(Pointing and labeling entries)
○ ○ ○

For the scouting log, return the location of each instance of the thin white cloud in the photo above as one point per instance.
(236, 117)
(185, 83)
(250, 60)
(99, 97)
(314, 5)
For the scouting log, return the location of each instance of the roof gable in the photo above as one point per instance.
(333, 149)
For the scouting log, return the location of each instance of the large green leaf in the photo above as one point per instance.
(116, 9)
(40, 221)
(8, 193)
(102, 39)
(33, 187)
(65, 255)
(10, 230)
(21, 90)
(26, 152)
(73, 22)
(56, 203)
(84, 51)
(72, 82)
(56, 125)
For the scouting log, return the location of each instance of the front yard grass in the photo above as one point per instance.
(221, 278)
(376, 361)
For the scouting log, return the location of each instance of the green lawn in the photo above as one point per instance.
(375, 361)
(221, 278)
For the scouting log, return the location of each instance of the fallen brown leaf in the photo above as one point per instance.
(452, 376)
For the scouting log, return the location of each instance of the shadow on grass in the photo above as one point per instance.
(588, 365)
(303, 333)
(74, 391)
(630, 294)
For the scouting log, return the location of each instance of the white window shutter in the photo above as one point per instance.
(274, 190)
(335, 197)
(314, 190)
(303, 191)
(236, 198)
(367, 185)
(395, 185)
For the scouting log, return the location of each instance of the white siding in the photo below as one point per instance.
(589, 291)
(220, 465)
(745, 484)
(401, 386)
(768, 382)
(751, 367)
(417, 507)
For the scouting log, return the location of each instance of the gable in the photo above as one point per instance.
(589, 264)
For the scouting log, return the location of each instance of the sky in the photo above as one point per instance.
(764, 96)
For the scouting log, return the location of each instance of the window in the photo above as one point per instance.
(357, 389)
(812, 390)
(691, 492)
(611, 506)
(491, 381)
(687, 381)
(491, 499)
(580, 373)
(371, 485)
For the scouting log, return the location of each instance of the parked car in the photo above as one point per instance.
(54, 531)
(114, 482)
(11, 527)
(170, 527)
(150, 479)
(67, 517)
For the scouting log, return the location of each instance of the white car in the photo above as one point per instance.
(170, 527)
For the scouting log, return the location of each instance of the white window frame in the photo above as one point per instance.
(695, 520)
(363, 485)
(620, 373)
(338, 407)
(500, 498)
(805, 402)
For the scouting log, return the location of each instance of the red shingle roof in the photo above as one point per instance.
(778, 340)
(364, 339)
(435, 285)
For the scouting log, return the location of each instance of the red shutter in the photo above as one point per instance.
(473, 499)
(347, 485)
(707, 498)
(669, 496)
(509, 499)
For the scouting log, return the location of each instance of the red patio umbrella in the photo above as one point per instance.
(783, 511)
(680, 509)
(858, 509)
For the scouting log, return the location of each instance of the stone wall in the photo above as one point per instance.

○ ○ ○

▸ Exercise instructions
Quote every line from the line containing "white window frame" through the closing line of the listing, including both.

▸ Exercise output
For the scouting log, return the location of each instance of the white window frame in the photo above as one point per instance.
(695, 520)
(363, 485)
(620, 373)
(338, 407)
(500, 498)
(805, 402)
For the scouting log, return the location of each instance of the red shingle roof in the photo above as one point per instance.
(778, 340)
(364, 339)
(435, 285)
For the scouting log, return the location of each instance of the red shutter in the photo above as one point per instance.
(473, 499)
(347, 485)
(707, 498)
(669, 496)
(509, 499)
For the scouting log, return the location of each instance of the red patio umbrella in the photo above as one point per instance.
(783, 511)
(680, 509)
(858, 509)
For the scouting log, return the location of each instance of the stone wall in the photo above as one point per instance.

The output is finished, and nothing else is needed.